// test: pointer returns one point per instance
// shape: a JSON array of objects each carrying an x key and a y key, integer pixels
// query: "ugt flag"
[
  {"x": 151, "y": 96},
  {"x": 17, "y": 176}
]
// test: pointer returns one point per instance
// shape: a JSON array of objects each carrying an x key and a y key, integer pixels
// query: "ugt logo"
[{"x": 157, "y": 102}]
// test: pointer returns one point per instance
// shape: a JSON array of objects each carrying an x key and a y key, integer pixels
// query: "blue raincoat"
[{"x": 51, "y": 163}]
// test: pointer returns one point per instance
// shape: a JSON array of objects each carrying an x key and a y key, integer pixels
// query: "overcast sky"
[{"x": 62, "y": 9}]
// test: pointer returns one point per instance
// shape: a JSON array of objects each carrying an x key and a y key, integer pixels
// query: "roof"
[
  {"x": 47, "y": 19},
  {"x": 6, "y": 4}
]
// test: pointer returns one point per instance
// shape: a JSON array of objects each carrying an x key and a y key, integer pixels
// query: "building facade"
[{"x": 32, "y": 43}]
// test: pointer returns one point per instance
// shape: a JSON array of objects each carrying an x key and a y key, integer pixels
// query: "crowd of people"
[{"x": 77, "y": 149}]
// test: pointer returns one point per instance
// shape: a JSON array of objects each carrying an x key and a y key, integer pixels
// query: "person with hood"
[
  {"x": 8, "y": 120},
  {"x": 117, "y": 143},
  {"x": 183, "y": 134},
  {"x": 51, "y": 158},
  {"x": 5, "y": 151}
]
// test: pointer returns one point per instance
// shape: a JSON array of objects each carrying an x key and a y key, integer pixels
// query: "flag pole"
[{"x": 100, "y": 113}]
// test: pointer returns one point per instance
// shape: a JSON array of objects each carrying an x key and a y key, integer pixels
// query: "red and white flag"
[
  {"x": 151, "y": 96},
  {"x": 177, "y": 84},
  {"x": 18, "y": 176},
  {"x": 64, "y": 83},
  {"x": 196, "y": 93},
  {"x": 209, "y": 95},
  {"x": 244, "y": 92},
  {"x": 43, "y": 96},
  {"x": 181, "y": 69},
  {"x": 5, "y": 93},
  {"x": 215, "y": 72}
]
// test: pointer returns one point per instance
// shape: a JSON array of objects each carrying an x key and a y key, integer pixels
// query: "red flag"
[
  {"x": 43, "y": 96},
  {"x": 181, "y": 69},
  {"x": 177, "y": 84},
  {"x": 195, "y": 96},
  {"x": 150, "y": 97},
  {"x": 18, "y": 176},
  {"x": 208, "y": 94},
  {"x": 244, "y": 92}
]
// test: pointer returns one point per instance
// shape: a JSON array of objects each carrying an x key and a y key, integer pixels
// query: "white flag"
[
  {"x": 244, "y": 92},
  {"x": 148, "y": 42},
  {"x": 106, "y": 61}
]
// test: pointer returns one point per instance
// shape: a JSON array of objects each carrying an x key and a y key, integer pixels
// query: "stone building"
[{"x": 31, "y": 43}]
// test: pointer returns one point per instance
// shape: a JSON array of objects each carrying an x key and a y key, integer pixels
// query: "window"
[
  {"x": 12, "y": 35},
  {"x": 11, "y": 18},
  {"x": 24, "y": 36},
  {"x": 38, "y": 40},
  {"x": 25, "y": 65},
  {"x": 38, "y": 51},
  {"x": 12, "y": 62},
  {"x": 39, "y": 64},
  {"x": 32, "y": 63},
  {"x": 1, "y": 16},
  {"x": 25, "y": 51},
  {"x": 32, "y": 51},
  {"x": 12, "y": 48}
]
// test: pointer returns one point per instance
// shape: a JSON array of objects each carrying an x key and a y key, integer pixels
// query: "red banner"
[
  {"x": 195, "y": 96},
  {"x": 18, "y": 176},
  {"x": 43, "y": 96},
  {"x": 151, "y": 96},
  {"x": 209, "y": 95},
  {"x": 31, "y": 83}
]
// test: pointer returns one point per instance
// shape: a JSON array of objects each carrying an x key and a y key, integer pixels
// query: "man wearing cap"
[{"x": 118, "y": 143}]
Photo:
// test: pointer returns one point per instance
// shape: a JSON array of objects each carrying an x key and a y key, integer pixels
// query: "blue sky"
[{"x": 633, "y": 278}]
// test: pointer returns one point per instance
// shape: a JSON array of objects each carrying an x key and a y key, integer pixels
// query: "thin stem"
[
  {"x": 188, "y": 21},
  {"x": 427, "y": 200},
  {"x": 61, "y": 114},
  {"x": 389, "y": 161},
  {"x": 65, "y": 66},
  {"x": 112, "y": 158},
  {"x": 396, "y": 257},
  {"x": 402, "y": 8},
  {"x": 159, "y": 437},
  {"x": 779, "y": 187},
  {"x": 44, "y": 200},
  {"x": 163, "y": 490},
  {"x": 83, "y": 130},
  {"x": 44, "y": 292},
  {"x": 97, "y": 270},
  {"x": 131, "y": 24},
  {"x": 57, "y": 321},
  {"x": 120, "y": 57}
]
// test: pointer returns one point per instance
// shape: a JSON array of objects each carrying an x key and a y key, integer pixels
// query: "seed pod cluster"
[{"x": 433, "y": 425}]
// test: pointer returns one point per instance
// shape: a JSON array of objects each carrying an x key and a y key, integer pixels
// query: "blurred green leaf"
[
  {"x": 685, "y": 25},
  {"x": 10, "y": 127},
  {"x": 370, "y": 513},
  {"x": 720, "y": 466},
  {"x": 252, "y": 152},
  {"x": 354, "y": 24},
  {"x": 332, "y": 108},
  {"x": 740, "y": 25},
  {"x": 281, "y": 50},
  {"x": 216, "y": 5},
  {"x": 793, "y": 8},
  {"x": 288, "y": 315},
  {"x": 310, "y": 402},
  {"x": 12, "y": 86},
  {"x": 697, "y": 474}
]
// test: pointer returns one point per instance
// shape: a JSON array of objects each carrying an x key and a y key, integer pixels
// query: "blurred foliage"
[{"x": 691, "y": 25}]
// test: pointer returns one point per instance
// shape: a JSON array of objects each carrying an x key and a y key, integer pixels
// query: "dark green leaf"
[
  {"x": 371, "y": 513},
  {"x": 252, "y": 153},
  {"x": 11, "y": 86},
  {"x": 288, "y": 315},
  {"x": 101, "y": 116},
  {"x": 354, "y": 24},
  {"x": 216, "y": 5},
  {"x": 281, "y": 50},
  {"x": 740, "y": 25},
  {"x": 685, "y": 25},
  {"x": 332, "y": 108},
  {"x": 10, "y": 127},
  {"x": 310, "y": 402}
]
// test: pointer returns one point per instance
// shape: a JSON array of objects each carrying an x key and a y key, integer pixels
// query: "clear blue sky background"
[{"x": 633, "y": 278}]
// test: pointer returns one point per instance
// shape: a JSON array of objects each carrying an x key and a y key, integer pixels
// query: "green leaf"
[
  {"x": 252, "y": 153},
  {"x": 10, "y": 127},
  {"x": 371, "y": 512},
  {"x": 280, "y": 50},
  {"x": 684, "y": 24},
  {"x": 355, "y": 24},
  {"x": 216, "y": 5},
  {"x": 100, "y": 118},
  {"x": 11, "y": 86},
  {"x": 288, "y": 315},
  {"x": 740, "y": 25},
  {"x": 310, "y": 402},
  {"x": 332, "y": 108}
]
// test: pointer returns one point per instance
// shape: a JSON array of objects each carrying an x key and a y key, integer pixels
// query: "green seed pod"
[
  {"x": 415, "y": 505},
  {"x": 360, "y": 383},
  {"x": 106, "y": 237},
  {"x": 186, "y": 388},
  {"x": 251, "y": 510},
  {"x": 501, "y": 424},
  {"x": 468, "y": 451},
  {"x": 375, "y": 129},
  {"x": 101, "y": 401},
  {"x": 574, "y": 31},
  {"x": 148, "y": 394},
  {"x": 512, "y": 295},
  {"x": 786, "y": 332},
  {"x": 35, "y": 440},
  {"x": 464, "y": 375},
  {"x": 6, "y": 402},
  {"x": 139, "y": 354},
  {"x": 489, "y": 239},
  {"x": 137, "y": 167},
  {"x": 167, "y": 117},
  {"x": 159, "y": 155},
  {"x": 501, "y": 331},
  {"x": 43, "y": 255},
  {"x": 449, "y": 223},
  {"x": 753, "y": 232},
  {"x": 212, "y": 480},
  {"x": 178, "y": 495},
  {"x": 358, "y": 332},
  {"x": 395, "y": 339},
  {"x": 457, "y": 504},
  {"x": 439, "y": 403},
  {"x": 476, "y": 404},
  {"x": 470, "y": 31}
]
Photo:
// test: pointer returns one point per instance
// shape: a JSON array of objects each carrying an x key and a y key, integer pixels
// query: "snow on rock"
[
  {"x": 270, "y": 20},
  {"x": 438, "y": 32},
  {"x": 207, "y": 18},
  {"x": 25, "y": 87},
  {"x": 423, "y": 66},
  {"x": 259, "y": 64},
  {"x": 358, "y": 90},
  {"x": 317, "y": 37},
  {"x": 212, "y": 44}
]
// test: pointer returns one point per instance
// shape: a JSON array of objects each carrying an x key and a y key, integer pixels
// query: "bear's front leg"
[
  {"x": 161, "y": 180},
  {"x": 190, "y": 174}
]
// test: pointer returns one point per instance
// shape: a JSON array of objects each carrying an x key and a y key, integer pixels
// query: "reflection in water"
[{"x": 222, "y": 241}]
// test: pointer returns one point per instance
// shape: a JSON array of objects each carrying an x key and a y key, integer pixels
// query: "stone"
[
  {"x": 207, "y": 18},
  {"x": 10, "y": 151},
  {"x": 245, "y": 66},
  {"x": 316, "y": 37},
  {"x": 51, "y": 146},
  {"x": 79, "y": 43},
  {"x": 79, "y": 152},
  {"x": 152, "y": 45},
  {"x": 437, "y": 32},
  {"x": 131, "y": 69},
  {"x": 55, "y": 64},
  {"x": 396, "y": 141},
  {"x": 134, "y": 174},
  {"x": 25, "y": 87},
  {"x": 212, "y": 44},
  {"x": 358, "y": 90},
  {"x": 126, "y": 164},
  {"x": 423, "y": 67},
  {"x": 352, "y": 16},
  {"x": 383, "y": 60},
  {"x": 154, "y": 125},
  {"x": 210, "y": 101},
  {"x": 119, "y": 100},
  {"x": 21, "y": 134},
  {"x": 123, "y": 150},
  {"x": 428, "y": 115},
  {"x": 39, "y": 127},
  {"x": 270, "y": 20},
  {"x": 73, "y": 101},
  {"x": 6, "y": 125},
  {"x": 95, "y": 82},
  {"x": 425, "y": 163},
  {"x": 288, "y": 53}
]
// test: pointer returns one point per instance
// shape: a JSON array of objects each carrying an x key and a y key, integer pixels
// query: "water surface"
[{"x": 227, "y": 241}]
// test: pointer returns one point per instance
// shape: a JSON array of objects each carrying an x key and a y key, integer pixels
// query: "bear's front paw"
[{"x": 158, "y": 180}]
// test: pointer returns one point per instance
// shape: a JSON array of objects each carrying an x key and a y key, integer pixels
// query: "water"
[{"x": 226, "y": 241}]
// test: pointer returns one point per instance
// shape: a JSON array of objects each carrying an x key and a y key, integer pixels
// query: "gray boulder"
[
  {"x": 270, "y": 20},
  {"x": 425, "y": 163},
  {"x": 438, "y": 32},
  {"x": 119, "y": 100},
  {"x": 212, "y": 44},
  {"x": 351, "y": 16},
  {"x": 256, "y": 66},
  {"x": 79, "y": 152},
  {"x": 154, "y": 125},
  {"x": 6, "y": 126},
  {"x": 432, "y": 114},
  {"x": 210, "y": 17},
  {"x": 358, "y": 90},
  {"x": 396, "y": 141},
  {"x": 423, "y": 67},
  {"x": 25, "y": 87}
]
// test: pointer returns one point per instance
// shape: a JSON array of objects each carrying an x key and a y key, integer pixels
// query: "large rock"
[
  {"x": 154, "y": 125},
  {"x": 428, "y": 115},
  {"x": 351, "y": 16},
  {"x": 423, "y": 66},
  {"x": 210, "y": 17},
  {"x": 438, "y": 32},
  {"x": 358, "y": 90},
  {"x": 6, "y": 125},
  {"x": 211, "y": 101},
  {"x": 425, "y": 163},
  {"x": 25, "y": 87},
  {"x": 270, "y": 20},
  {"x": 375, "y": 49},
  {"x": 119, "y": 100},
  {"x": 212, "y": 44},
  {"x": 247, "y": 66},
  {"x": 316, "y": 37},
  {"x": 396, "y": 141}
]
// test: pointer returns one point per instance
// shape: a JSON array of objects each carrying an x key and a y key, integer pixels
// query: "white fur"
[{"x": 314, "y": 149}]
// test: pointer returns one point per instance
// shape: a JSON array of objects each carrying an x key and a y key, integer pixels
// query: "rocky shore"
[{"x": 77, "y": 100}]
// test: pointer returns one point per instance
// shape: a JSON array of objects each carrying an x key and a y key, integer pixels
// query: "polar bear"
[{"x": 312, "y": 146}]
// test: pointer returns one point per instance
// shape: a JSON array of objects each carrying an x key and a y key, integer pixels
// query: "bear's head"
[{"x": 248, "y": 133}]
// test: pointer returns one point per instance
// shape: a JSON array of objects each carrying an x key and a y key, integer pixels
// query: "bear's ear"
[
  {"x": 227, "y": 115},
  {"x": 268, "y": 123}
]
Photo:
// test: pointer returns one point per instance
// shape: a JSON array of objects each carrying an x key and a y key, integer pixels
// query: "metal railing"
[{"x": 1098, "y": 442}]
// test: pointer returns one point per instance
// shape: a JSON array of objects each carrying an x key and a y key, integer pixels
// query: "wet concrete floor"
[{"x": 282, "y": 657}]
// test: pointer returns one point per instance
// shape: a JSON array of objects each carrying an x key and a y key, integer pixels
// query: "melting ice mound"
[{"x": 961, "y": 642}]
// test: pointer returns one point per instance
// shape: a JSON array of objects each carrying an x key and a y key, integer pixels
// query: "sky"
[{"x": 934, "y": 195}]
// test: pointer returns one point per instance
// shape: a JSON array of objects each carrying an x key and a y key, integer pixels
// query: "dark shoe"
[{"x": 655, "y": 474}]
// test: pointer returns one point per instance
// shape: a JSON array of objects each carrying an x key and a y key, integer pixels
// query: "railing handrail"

□ □ □

▶ [What to produce] Report every line in the items above that contains the word "blue".

▶ [Exercise output]
// query: "blue raincoat"
// query: "blue sky"
// query: "clear blue sky background"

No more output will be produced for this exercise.